The exercise
Revise the records below so that "wanted" becomes "requested" everywhere and nothing else changes. Leave the pictures out of your version.

--- BEGIN Data for the task ---

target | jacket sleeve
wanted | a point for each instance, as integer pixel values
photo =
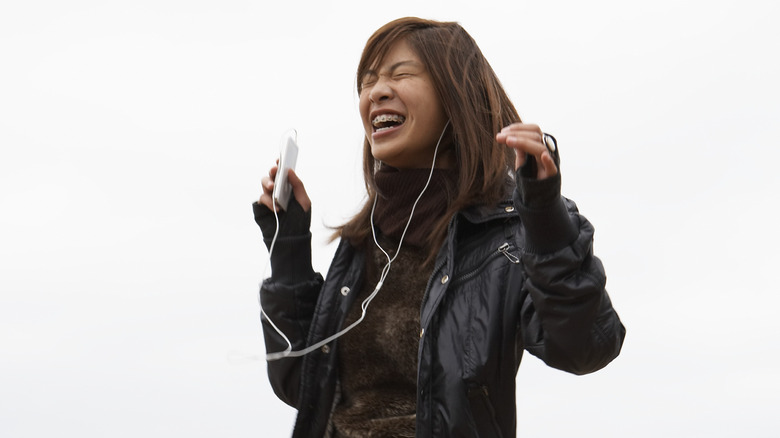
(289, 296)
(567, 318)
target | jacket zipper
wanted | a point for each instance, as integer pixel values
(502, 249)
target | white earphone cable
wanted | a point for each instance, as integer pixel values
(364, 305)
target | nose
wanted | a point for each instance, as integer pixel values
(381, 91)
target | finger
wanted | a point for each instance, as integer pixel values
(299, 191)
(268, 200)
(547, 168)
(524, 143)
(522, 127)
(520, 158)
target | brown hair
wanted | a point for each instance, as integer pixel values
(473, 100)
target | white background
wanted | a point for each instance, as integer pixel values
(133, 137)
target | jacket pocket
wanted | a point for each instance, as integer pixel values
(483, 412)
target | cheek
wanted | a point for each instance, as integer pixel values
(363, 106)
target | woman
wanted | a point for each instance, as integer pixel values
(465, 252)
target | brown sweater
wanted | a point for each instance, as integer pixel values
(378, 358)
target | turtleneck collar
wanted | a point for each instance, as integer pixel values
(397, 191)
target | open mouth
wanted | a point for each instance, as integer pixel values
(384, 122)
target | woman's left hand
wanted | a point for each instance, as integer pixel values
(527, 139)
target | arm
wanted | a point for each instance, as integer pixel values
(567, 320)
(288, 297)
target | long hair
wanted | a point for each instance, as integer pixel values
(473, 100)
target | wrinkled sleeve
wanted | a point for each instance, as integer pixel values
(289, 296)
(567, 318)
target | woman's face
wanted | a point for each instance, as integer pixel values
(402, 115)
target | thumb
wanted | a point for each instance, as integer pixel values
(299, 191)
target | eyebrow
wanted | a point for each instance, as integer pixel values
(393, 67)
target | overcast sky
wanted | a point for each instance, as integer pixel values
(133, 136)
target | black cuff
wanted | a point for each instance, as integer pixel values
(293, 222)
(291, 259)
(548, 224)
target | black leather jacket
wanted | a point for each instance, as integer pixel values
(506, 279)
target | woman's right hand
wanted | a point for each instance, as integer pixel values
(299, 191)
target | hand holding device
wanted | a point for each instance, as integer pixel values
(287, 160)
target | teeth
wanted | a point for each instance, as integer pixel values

--- END Data for the task ---

Final result
target | jacket sleeve
requested | a point for each instance, as integer pixel values
photo =
(289, 296)
(567, 318)
target | jacket zipper
requested | a point for each instance, as integer pixel values
(502, 249)
target | white earphone cable
requested | a point for each instance, as integer pixel values
(364, 305)
target | nose
requested | a point for each instance, as integer pixel values
(381, 91)
target | finger
requested | a point for each instance, as integer pixel values
(299, 191)
(268, 200)
(547, 168)
(524, 143)
(522, 127)
(520, 158)
target | brown hair
requested | a point for each instance, as integer pixel values
(473, 100)
target | white background
requested | a point for each instance, as integer pixel values
(133, 137)
target | jacket pocket
requested | a point for each instance, as integer pixel values
(483, 412)
target | cheek
requested | a point for each instance, as integer pixel values
(363, 106)
target | woman
requested | a point for each instance, as integer pixel values
(465, 252)
target | brown sweater
requested | a point for each instance, as integer pixel values
(378, 358)
target | turtleneck collar
requested | a point for each instance, as integer pixel values
(397, 191)
target | open mouth
requested | a point for each instance, as integer pixel values
(384, 122)
target | woman's left hand
requested | a point for each instance, as integer pixel values
(527, 139)
target | arm
requested | a point for each instance, as integer pixel values
(567, 320)
(288, 297)
target | long hair
requested | a point for each instance, as integer pixel values
(473, 100)
target | wrinkled sleeve
requested | a point for each instance, as integer pixel values
(289, 296)
(567, 318)
target | woman's face
requested | a point for each instance, as integer pixel values
(402, 115)
target | thumb
requested | a point for each instance, as integer pixel values
(299, 191)
target | eyebrow
requested | a point for each instance, as integer pixel values
(393, 67)
target | overcast sky
requested | a point for each instance, as integer pixel values
(133, 136)
target | black cuff
requested | a point for each instance, as integer pixel values
(293, 222)
(291, 259)
(548, 224)
target | black leather jacket
requested | a point for each instance, as integer pixel values
(506, 279)
target | woman's right hand
requested | a point for each instance, as integer pixel values
(299, 191)
target | hand holding device
requested | a point for each instance, as integer pixel values
(287, 160)
target | teeth
requested | a point for each instance, as integer pixel values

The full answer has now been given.